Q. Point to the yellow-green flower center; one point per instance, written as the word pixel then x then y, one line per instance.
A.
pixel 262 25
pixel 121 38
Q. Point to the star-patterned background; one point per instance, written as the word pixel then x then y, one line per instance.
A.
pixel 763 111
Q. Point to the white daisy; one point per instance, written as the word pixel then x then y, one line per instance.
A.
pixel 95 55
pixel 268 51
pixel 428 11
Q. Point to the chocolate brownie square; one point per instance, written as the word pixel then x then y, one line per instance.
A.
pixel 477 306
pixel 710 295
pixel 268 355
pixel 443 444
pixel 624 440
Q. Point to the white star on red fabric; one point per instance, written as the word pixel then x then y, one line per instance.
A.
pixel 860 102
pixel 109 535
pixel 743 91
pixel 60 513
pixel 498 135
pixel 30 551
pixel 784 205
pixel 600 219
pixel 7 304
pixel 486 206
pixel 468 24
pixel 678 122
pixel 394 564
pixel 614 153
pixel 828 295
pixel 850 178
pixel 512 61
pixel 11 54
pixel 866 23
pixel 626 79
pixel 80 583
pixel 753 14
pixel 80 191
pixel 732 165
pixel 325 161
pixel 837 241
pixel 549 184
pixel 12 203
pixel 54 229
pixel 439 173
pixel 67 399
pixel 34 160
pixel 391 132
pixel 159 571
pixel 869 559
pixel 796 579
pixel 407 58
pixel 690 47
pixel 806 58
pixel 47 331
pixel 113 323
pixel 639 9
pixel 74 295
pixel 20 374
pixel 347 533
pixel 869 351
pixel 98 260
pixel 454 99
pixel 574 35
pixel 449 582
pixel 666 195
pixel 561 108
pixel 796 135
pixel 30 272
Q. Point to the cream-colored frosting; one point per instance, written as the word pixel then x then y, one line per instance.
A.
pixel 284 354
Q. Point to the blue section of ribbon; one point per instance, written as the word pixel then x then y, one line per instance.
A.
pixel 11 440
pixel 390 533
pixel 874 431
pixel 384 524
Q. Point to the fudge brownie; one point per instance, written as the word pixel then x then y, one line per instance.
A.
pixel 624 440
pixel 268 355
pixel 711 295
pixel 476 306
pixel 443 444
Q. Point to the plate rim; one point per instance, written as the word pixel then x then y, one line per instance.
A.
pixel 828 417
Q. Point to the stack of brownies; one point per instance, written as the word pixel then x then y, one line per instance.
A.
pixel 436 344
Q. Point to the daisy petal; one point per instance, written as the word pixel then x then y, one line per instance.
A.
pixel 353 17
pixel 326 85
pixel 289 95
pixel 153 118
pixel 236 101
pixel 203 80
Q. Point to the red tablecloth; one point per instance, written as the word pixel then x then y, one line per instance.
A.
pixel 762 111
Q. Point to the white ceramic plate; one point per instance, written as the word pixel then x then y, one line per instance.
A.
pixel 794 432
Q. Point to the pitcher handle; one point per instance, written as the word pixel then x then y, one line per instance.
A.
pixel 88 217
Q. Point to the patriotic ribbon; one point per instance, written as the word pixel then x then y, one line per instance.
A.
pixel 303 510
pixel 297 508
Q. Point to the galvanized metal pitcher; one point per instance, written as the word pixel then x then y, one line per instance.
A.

┄┄┄┄┄┄

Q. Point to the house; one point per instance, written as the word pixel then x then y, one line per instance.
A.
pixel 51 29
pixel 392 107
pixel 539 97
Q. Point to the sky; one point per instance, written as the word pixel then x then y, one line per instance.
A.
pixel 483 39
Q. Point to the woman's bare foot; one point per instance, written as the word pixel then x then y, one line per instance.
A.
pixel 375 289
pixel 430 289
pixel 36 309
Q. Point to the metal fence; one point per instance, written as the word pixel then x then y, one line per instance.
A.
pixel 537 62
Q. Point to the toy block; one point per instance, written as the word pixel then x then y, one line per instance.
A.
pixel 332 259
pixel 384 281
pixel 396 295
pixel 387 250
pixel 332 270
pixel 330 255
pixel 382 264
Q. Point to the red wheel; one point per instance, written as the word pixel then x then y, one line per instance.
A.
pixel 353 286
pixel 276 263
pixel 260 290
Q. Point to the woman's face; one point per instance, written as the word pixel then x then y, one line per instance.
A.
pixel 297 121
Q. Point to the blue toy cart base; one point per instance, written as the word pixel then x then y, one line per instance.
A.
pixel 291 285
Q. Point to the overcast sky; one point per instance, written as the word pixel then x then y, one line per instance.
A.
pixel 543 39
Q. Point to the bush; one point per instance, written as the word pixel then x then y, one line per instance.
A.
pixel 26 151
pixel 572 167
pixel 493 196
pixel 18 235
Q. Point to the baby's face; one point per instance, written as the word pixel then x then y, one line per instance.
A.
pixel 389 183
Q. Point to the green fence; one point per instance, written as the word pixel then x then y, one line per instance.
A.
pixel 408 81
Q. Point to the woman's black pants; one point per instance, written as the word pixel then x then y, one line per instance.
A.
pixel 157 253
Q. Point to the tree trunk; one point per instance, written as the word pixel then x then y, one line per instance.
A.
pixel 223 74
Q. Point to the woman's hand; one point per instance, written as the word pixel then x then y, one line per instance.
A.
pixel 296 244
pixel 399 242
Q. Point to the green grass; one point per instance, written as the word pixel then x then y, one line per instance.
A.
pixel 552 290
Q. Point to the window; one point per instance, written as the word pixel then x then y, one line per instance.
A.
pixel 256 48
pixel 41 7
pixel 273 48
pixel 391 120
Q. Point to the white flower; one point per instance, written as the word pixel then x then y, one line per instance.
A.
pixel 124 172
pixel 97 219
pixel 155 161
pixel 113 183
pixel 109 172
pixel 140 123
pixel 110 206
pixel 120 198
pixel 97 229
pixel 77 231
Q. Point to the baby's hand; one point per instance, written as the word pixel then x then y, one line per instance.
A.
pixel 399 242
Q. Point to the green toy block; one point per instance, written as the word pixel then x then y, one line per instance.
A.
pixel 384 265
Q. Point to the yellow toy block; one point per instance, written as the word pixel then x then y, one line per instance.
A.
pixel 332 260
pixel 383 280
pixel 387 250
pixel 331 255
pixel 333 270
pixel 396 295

┄┄┄┄┄┄

Task goal: Print the records verbatim, beginning with the line that contains "Q. Point to the window;" and continuing through the line that contains "pixel 391 120", both included.

Correct answer:
Q. Point to the window; one point per instance, written as the word pixel then x then y, one line per instance.
A.
pixel 256 48
pixel 41 7
pixel 273 48
pixel 391 120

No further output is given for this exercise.